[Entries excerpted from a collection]
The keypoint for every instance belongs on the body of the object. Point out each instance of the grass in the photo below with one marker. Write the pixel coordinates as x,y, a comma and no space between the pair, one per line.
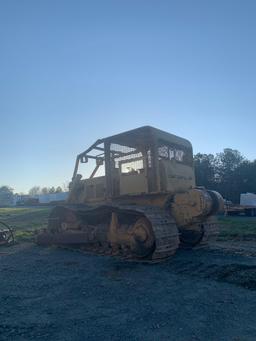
242,228
25,221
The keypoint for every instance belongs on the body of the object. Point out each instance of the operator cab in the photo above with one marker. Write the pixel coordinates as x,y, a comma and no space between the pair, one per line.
141,161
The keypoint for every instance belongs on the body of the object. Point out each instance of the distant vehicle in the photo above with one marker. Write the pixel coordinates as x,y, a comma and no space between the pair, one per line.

# Goal:
Copy the entries above word for word, omitting the pictures.

# Solution to the exercise:
The keypoint for every instance belongs on the body of the object. Point out each instance of the grass in the photo below with one marker. Write the pixel coordinates as x,y, a comma and no space between the pair, one per line.
242,228
25,221
The keypoint for every instance belongs on the body of the object. Point out each instance of the operator cab in the photo above with one marker. Write the pixel coordinates as x,y, a comma and no space between the pair, one per line.
141,161
The keypoint for every instance belongs on the body of the object. Point out each instance of the distant vehicle in the photo above with one marker. Write the pixel coordinates as x,y, a comma and no space between the pair, one per line.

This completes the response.